▶ _Your goal_
Quote every line of the material beneath this one.

▶ _Record set_
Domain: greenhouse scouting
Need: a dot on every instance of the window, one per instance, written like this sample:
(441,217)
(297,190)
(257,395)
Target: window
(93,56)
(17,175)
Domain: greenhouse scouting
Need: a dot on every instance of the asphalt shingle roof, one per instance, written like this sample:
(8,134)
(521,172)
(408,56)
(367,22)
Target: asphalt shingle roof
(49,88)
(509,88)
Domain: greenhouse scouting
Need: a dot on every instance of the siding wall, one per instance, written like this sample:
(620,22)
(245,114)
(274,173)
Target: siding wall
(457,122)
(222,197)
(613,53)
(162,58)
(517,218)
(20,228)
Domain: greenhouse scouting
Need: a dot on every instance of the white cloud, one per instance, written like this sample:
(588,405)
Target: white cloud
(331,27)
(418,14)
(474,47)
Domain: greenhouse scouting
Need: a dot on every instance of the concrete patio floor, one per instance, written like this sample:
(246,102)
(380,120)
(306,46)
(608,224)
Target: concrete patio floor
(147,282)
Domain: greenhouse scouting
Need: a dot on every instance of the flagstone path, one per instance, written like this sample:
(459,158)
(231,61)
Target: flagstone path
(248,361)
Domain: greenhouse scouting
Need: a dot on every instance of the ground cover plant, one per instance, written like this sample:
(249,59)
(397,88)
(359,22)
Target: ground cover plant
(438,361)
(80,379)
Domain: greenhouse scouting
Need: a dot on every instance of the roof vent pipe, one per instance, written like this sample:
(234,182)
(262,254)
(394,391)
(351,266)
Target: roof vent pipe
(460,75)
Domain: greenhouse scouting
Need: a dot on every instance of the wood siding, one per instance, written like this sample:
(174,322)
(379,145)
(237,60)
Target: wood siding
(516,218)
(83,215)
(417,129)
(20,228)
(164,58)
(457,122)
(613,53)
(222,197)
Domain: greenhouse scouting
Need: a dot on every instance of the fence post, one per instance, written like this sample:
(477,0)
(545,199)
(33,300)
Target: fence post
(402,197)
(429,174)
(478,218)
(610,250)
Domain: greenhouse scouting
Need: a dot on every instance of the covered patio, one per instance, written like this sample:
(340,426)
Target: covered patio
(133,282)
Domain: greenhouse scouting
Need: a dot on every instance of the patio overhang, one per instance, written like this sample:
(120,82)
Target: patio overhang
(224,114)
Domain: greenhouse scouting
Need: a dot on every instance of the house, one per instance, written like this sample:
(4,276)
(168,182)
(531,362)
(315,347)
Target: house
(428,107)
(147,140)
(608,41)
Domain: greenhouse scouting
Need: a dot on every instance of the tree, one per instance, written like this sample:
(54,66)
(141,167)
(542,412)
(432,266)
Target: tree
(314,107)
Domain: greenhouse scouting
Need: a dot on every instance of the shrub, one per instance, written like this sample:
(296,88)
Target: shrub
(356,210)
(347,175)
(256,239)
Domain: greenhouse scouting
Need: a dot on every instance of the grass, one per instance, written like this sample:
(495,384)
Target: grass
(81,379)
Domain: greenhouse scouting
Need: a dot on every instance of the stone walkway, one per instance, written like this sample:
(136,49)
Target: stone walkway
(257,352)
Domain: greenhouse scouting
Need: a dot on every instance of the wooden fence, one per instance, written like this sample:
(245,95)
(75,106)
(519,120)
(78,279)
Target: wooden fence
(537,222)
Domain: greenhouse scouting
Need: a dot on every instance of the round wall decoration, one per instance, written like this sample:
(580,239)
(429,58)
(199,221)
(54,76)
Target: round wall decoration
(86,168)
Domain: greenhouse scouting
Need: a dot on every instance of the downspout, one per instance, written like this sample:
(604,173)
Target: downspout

▶ _Final answer_
Domain: greenhouse scouting
Need: a dot on every instance of the window, one per instance, written like this sample:
(441,217)
(297,190)
(257,395)
Target: window
(93,56)
(17,175)
Domain: greenhouse scouting
Need: a dot on every instance of the asphalt shingle roof, one per instance, written like this sample:
(8,134)
(521,172)
(408,56)
(367,22)
Target: asphalt shingle roof
(49,88)
(509,88)
Domain: greenhouse scouting
Need: a dot on every instance of the siding wall, one per instance, written like this sample:
(620,22)
(245,114)
(274,173)
Target: siding wall
(457,122)
(222,197)
(613,53)
(162,58)
(517,218)
(20,228)
Domain: greenhouse scouting
Need: a dot on every instance of the white cloud, one per instance, written like this sample:
(588,405)
Target: white cloud
(331,27)
(418,14)
(474,47)
Domain: greenhouse scouting
Need: a dot on every instance of the concrete patio floor, one per instance, written like this sample:
(246,102)
(380,120)
(306,46)
(608,224)
Target: concrete patio floor
(147,282)
Domain: greenhouse scouting
Need: a dot on every instance of the flagstone path, one per instance, written like this sample:
(459,158)
(231,61)
Target: flagstone path
(248,361)
Domain: greenhouse scouting
Need: a dot on every instance of the ground cover plant, one per instance, written like this sample:
(249,59)
(397,88)
(359,22)
Target: ground cover plant
(438,361)
(80,379)
Domain: greenhouse scouting
Need: a dot on every instance of the roof vent pipe, one per instance, written like this sample:
(234,182)
(262,254)
(394,391)
(351,266)
Target: roof vent pipe
(460,75)
Domain: greenhouse scouting
Need: a dot on every instance of the wood siding, one per instance, written like this sample:
(174,322)
(379,145)
(237,60)
Target: wood siding
(516,218)
(83,215)
(417,129)
(20,228)
(164,58)
(457,122)
(613,53)
(222,197)
Domain: greenhouse scouting
Need: a dot on every instance of the fence post, one per instance, written like this sample:
(477,0)
(545,199)
(33,300)
Target: fence post
(402,197)
(429,174)
(478,218)
(610,250)
Domain: greenhouse scouting
Need: a dot on every instance of the covered patio, one per instance, written like this sample:
(340,426)
Target: covered patio
(133,282)
Domain: greenhouse scouting
Need: a dot on every instance of the patio overhang, one per instance, written like this sample:
(120,82)
Target: patio overhang
(224,114)
Domain: greenhouse scouting
Need: a dot on every instance of the house, one per instance, written like this sample:
(4,276)
(168,182)
(531,362)
(315,347)
Target: house
(428,107)
(147,140)
(608,41)
Domain: greenhouse scouting
Need: a dot on every instance of the tree, one per instance, written like this sample:
(54,66)
(141,167)
(542,412)
(432,266)
Target: tree
(314,107)
Domain: greenhouse scouting
Need: a dot on every instance of the shrub, one per instance, written like this sample:
(296,88)
Target: shrub
(356,210)
(347,175)
(256,239)
Domain: greenhouse scouting
Need: a dot on every instance of the grass, one per instance, written like this sample:
(495,384)
Target: grass
(81,379)
Domain: greenhouse scouting
Need: a dot on every instance of the stone walkway, one per instance, written like this sample:
(136,49)
Target: stone walkway
(257,352)
Domain: greenhouse scouting
Need: a dot on every instance of the wooden fence, one per instance, written like this sample:
(245,95)
(75,106)
(519,120)
(78,279)
Target: wooden fence
(537,222)
Domain: greenhouse scouting
Need: a dot on every instance of the round wall decoration, one per instance, written like this sample:
(580,239)
(429,58)
(199,221)
(54,76)
Target: round wall decoration
(86,168)
Domain: greenhouse scouting
Need: a dot on every instance of the downspout, one per instance, written like this sample:
(604,173)
Target: downspout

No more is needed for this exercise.